- THE PROBLEM -
Please translate this sentence from the text on birth order and neuron type below into Spanish: "A GMC divides only once to yield two post-mitotic neurons."

- SELECTED EXTRACT -
Birth time/order-dependent neuron type specification

Abstract

Neurons derived from the same progenitor may acquire different fates according to their birth timing/order. To reveal temporally guided cell fates, we must determine neuron types as well as their lineage relationships and times of birth. Recent advances in genetic lineage analysis and fate mapping are facilitating such studies. For example, high-resolution lineage analysis can identify each sequentially derived neuron of a lineage and has revealed abrupt temporal identity changes in diverse Drosophila neuronal lineages. In addition, fate mapping of mouse neurons made from the same pool of precursors shows production of specific neuron types in specific temporal patterns. The tools used in these analyses are helping to further our understanding of the genetics of neuronal temporal identity.

Figure 1

Patterns of neural progenitor proliferation in Drosophila. (A) The classic mode of neural proliferation involves the generation of an intermediate precursor, GMC, from a neural progenitor. A GMC divides only once to yield two post-mitotic neurons. The serially derived GMCs may make post-mitotic neurons sequentially, such that only one GMC per lineage divides at any given developmental time (as indicated by a blue stroke). (B) Distinctive from classical GMC, specialized intermediate precursors, known as transit-amplifying precursors, are generated by those posterior Asense-negative Nbs in the Drosophila central brain. This type of intermediate precursors can undergo a limited number of cell divisions, not only regenerating itself but also giving rise to a GMC for each cell cycle. Consequently, multiple pairs of post-mitotic neurons can be generated at a given developmental time from precursors of distinct temporal origins (as indicated by a blue stroke).

- INFORMATION GIVEN -
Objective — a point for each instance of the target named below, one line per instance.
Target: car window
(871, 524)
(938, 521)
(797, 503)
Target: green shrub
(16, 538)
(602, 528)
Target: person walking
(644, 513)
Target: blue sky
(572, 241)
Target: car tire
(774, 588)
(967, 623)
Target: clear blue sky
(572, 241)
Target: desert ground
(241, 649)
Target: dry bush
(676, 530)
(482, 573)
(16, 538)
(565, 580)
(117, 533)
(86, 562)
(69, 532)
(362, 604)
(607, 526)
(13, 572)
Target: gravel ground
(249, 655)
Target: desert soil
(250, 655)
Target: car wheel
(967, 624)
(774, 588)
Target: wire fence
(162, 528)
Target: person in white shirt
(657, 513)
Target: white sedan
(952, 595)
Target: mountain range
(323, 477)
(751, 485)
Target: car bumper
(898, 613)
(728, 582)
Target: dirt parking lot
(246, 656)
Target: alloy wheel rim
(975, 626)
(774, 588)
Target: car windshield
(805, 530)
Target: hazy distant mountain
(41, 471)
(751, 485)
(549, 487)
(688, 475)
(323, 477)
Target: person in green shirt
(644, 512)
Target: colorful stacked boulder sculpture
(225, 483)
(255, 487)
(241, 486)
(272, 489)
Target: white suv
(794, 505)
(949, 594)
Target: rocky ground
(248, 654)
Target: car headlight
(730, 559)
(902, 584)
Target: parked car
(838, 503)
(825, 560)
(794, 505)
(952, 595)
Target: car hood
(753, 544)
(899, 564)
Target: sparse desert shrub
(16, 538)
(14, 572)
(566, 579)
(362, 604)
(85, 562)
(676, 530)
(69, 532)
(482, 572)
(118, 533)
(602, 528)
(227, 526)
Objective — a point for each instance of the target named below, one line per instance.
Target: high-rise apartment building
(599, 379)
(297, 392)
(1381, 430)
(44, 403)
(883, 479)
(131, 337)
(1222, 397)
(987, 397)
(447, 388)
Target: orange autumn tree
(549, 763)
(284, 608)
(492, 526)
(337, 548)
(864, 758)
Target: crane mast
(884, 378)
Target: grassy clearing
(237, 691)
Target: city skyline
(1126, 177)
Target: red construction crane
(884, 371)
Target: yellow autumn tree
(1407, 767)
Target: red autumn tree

- SOLUTION FOR THIS EXERCISE -
Una GMC se divide solo una vez para dar lugar a dos neuronas posmitóticas.